_PASSAGE GIVEN_.

António Wesllem Sousa Monteiro (born 21 April 1985), known as Wesllem, is a Portuguese footballer who plays for Cypriot club Anagennisi Deryneia FC as a forward.

Club career
Born in Marco de Canaveses, Porto District of Brazilian descent, Wesllem played youth football for four teams including FC Porto. He spent the vast majority of his senior career also in Portugal, but mostly in the lower leagues.

Wesllem's only season in the Primeira Liga was 2009–10, when he represented Rio Ave FC. He only totalled 71 minutes of action during the entire campaign, his debut coming on 16 August 2009 in a 1–1 away draw with U.D. Leiria.

_STATED GOAL 1_.
Determine how many lines of the records below contain the string "short". Give only that number.

[Records from a dataset]

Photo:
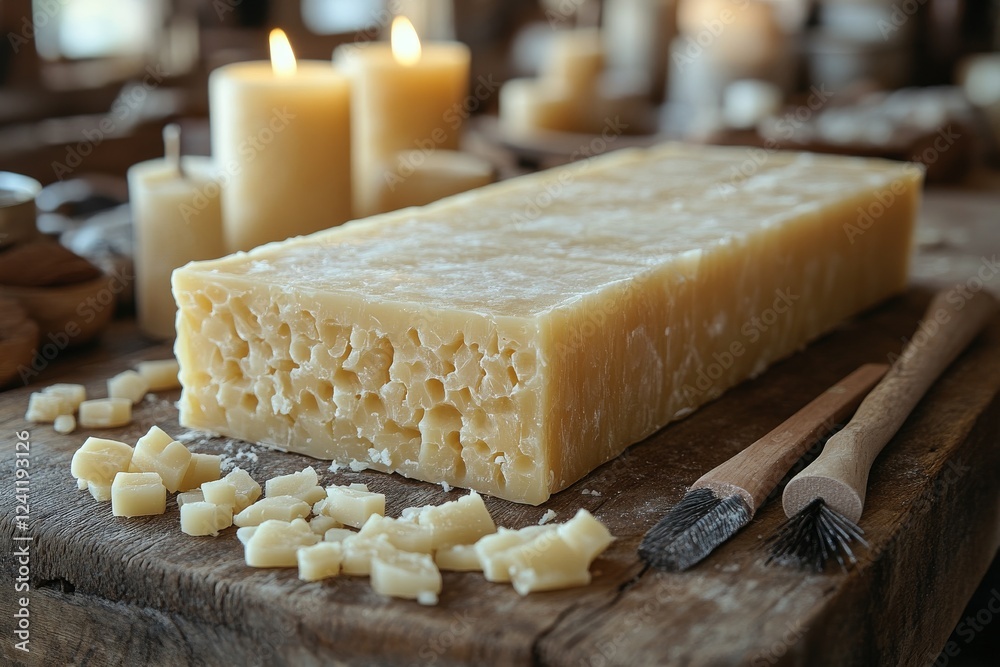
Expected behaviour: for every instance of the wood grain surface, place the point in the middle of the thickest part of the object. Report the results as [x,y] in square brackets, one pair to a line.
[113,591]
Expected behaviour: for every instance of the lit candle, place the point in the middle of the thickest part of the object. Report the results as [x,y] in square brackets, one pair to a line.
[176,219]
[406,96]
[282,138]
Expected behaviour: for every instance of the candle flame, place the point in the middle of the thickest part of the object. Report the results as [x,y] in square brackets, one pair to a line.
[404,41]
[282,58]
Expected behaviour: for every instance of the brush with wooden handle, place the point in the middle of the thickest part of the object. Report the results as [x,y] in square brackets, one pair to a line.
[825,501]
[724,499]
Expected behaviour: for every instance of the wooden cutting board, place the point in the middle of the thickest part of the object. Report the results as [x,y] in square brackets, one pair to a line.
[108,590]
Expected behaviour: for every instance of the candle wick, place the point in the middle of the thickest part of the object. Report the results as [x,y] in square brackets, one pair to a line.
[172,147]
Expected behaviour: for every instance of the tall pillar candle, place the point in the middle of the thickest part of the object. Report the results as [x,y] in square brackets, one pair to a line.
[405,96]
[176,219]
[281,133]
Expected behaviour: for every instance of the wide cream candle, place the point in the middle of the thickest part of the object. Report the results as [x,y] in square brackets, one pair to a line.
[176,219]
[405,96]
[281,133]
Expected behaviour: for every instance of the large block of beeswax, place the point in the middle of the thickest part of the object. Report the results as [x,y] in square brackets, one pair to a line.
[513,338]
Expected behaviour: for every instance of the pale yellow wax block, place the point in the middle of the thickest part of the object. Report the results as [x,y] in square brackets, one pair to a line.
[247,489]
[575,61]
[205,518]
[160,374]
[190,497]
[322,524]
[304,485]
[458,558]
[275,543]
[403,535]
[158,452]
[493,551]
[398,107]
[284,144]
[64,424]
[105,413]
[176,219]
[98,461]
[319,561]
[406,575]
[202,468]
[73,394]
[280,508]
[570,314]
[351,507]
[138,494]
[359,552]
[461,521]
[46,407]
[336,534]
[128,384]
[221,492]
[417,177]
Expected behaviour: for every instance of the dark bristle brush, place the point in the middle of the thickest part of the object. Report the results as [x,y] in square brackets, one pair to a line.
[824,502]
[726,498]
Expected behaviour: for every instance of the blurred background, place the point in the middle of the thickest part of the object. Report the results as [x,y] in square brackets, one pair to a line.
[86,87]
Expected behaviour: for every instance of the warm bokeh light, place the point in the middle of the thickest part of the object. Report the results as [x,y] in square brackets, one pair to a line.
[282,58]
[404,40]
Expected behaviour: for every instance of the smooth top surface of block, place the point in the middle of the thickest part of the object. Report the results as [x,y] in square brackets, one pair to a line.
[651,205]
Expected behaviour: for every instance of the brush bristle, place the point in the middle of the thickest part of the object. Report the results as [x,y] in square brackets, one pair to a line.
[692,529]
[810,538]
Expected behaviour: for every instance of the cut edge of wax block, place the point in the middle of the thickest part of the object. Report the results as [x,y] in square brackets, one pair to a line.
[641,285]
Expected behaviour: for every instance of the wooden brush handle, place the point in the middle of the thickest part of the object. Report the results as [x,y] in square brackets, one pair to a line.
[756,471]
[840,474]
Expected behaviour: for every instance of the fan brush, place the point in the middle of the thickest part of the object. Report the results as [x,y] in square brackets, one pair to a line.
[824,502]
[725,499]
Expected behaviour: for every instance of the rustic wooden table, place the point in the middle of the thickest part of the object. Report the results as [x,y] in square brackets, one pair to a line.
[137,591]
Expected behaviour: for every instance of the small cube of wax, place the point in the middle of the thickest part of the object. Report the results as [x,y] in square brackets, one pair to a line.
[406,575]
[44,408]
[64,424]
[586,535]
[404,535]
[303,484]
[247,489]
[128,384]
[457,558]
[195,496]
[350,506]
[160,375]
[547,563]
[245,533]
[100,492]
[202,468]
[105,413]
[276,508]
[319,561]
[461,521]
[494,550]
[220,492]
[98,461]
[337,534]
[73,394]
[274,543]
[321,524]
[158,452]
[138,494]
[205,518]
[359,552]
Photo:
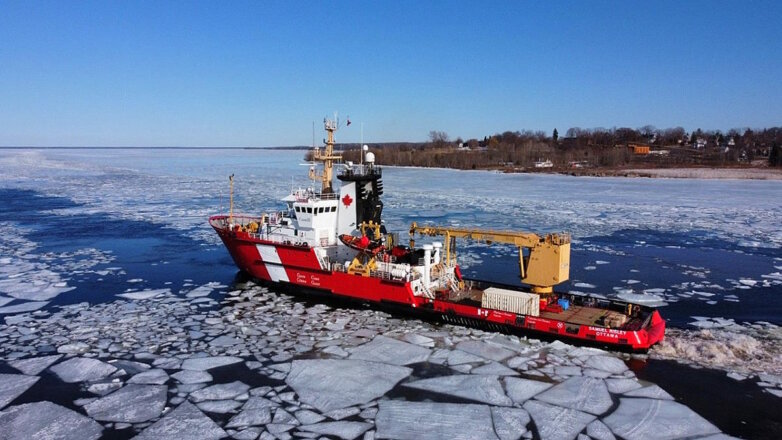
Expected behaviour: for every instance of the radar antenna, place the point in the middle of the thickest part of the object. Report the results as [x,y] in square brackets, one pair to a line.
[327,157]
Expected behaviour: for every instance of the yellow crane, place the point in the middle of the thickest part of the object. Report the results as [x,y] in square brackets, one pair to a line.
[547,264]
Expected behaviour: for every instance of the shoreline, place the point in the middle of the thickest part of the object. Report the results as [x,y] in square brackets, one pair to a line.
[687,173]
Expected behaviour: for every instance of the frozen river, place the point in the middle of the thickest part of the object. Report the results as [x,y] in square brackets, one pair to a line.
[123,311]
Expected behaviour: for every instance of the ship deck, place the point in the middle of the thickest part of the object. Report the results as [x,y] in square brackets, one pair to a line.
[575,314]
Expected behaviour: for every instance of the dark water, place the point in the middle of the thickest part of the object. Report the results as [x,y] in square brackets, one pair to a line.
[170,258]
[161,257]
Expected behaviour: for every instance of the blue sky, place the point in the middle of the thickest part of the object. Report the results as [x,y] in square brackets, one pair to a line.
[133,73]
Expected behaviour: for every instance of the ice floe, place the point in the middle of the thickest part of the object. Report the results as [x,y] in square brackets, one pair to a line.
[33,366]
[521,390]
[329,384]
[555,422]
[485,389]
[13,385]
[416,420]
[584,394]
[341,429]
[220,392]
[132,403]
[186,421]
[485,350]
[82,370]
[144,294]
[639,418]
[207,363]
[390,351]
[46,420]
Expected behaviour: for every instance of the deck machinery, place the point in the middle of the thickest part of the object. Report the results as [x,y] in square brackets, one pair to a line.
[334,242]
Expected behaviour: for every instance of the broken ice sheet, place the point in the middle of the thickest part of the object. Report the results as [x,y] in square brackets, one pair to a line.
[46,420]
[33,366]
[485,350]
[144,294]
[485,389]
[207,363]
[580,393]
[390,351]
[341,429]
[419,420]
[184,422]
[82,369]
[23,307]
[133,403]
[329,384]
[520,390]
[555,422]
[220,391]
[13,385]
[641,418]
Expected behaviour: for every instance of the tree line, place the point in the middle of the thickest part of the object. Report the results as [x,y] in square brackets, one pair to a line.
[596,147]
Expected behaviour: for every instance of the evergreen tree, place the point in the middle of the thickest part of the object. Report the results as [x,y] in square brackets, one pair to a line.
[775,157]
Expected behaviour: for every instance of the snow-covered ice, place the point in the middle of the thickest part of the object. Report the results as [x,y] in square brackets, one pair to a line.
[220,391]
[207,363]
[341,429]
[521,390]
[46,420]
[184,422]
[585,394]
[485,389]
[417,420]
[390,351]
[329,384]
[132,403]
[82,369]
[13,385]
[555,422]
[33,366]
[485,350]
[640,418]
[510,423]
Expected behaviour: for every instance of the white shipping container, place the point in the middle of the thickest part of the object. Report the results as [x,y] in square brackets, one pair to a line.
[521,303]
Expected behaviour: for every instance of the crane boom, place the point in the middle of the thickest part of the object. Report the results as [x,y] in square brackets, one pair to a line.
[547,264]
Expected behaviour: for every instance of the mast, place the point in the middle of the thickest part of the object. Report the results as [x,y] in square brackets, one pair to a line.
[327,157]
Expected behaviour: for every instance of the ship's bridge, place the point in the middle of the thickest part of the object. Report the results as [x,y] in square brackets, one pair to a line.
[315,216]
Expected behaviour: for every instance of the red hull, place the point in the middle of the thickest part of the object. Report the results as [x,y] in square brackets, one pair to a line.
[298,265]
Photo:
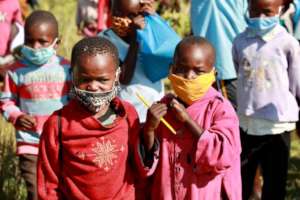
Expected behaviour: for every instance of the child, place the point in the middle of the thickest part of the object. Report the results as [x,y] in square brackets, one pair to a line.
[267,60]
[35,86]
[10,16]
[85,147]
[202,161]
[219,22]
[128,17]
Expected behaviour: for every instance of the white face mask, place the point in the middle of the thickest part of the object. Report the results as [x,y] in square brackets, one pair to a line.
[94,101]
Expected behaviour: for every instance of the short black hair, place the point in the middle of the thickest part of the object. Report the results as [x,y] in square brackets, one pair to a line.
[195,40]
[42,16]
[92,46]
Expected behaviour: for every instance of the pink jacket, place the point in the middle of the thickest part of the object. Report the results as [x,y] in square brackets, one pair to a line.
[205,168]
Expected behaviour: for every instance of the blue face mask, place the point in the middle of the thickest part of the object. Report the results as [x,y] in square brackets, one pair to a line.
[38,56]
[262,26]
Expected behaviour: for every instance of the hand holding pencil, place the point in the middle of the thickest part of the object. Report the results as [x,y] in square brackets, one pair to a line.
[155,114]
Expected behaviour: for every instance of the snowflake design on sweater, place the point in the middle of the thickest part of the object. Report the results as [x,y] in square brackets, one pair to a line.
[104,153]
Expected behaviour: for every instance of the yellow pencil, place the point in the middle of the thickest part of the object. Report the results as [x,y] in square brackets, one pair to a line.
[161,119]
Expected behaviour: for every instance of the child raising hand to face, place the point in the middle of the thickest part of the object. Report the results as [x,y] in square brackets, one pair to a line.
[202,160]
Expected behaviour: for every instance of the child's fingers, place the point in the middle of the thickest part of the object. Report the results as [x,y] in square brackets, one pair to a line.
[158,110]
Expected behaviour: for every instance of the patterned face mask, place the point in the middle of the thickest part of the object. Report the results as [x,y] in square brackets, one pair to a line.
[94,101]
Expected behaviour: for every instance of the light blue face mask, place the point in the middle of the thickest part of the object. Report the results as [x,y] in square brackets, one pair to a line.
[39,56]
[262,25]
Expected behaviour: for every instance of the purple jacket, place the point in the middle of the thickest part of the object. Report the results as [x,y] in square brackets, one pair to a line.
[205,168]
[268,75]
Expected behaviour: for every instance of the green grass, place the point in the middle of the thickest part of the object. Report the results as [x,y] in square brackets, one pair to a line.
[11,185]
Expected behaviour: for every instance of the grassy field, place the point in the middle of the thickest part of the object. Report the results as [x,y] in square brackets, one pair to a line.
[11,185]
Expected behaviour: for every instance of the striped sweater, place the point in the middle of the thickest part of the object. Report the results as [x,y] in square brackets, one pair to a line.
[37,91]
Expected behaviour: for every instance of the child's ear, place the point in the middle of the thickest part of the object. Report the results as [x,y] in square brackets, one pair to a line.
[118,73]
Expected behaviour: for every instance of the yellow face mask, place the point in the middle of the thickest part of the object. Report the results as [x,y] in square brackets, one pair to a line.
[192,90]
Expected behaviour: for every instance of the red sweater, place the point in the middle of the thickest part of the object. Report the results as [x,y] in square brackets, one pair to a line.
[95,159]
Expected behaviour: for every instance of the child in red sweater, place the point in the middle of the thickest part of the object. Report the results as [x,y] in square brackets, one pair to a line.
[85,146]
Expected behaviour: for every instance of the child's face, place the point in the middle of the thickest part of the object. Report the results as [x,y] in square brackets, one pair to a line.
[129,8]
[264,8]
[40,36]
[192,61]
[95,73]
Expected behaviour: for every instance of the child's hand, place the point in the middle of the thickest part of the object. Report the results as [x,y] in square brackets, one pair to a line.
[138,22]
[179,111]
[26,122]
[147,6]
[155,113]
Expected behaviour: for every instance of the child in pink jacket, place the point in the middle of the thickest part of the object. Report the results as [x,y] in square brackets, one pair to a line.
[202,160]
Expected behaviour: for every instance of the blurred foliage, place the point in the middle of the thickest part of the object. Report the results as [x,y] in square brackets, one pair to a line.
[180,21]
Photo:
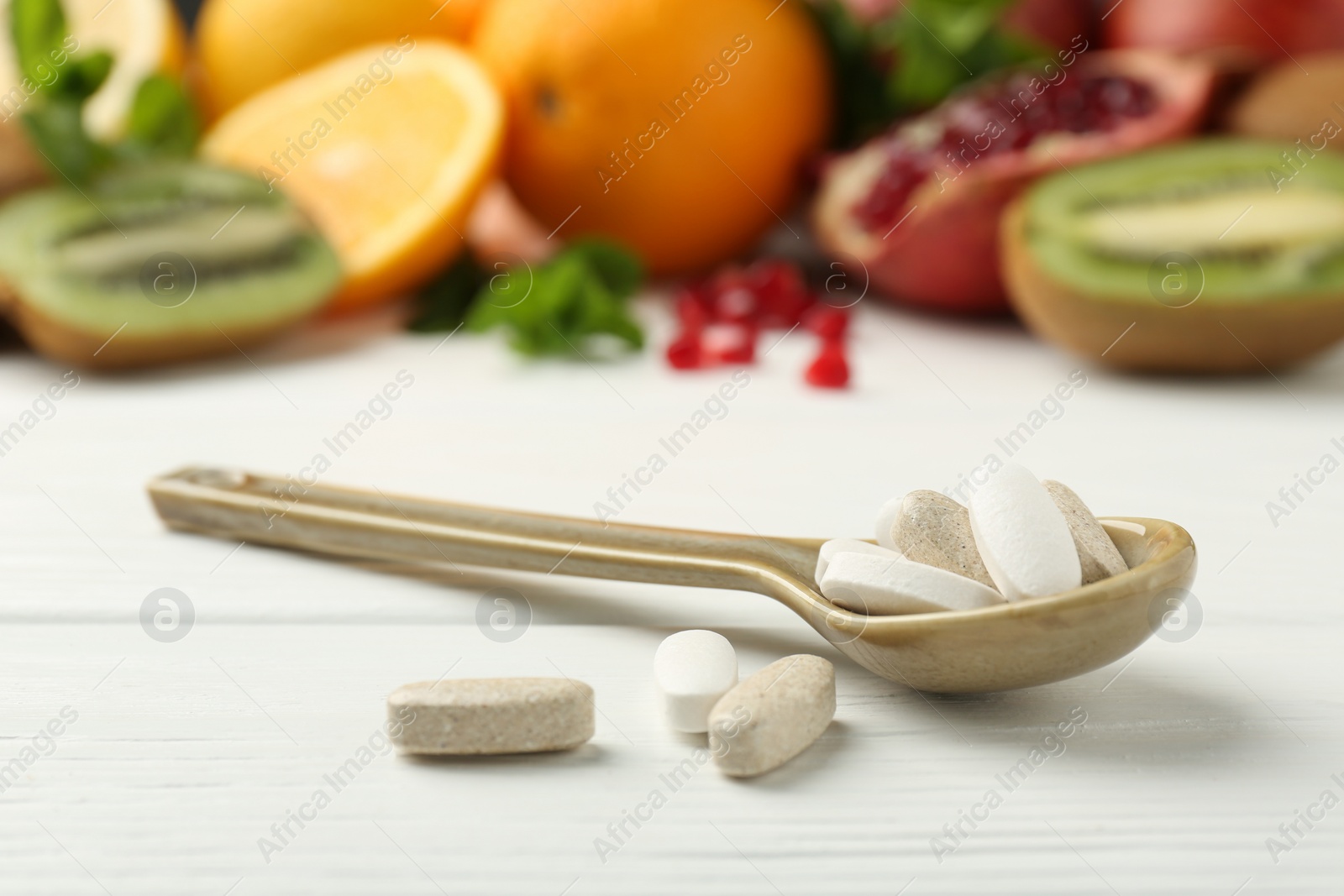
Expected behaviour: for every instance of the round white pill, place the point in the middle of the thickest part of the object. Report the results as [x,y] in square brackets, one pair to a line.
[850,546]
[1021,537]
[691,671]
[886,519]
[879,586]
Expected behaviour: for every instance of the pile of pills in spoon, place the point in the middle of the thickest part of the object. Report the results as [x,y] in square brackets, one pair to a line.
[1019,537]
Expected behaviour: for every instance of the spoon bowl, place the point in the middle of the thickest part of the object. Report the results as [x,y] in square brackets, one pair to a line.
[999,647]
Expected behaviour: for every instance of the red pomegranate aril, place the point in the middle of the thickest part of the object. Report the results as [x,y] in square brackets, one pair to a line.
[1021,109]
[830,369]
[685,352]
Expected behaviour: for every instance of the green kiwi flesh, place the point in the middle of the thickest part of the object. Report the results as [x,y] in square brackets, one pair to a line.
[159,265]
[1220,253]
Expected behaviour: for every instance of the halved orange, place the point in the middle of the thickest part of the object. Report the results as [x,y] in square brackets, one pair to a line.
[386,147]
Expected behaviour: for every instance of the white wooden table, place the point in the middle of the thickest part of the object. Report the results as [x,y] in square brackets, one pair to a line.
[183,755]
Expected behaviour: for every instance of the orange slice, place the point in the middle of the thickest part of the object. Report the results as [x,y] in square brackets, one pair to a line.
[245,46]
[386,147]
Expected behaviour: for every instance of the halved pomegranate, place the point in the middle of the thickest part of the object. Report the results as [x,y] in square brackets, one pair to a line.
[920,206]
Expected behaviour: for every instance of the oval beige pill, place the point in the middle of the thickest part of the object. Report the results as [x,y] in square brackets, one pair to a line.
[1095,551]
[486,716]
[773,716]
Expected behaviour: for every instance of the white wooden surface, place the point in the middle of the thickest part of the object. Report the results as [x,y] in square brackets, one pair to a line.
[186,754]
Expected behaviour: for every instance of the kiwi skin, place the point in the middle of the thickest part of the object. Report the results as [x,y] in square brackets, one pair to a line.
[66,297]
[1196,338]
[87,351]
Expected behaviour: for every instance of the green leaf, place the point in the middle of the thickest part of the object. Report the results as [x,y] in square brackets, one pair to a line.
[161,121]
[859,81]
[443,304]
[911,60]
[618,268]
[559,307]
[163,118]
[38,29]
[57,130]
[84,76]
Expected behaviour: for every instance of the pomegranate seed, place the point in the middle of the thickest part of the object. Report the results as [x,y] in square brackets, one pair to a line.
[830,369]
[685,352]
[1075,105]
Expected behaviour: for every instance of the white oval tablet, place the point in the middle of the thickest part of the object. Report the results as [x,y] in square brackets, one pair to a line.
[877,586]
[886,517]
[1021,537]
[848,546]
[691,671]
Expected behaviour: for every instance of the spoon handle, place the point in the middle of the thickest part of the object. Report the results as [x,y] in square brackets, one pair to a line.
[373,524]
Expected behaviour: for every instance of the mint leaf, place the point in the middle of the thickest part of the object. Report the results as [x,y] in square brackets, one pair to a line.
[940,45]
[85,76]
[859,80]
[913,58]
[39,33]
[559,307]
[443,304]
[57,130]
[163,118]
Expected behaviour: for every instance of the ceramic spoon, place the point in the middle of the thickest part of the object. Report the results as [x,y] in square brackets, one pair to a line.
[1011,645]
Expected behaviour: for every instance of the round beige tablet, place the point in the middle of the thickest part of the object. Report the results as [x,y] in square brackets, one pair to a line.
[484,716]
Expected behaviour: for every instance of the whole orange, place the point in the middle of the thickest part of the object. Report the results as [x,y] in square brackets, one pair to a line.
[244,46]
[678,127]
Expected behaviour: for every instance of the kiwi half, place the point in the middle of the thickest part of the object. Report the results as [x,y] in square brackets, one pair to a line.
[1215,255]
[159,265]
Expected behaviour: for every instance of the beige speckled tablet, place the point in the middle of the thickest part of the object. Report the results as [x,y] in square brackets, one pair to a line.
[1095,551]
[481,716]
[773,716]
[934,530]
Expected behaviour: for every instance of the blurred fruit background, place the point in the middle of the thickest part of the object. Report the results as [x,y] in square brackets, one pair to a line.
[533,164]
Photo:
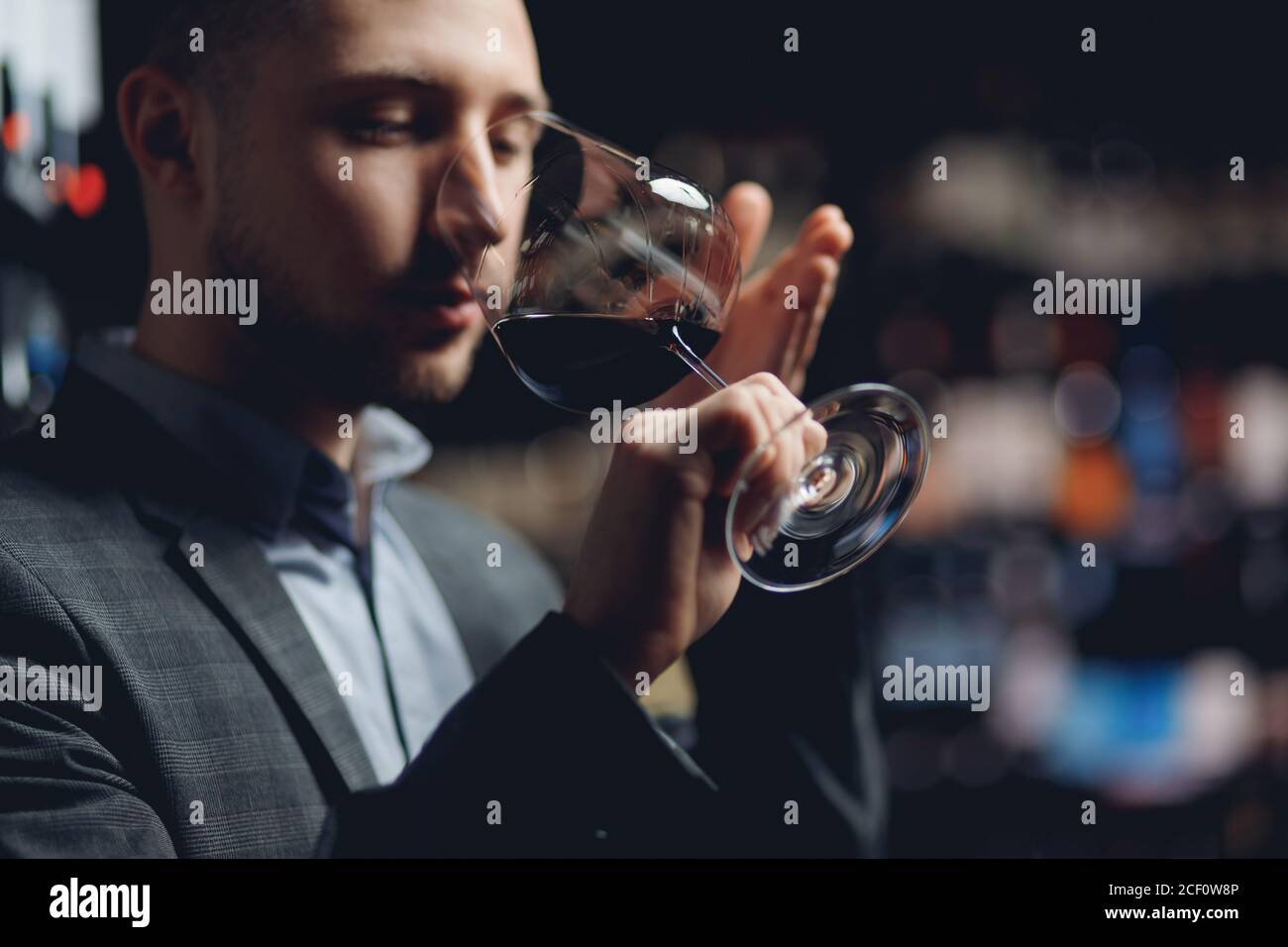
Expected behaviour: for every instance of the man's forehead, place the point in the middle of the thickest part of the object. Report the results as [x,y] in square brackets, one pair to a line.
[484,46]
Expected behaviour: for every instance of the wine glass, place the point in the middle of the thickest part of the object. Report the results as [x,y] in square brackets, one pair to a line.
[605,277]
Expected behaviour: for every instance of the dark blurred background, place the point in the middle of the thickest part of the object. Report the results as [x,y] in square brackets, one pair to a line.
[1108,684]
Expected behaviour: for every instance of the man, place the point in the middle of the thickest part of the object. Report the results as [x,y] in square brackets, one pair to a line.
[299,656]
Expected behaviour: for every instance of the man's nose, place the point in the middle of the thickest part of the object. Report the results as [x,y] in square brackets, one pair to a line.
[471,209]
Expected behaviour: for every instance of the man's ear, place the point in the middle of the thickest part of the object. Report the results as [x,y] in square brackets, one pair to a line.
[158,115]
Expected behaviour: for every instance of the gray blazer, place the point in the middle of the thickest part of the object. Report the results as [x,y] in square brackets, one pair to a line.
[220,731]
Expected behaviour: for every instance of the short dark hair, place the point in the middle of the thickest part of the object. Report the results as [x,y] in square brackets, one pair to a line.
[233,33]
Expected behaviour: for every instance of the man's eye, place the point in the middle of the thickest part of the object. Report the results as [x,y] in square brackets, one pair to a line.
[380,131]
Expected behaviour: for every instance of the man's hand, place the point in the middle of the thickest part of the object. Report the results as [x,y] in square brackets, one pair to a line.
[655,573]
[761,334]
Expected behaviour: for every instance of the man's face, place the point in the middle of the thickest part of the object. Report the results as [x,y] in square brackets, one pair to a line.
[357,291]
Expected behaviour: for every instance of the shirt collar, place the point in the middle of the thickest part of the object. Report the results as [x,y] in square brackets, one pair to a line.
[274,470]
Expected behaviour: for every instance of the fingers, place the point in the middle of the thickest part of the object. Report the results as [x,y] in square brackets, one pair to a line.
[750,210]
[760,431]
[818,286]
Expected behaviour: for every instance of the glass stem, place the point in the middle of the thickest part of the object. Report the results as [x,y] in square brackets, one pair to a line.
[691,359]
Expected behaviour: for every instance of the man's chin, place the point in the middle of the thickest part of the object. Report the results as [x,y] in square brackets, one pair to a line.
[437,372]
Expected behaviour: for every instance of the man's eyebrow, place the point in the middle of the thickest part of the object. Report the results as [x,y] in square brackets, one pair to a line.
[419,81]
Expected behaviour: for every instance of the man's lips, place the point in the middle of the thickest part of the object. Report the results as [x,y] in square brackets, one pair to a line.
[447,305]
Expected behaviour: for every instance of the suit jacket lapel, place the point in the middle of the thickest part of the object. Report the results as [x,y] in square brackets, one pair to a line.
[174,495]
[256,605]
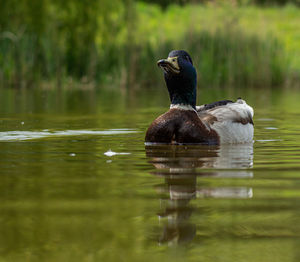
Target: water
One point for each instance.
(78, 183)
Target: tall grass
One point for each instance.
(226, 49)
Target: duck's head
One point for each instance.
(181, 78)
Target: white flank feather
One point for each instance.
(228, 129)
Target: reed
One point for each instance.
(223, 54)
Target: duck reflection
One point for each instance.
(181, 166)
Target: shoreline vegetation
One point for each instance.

_STATED GOAL 2_.
Please copy the passage on Wesllem word for word, between "Club career" and "the lower leagues.", inclusive.

_FULL RESPONSE 1_.
2

_FULL RESPONSE 2_.
Club career
Born in Marco de Canaveses, Porto District of Brazilian descent, Wesllem played youth football for four teams including FC Porto. He spent the vast majority of his senior career also in Portugal, but mostly in the lower leagues.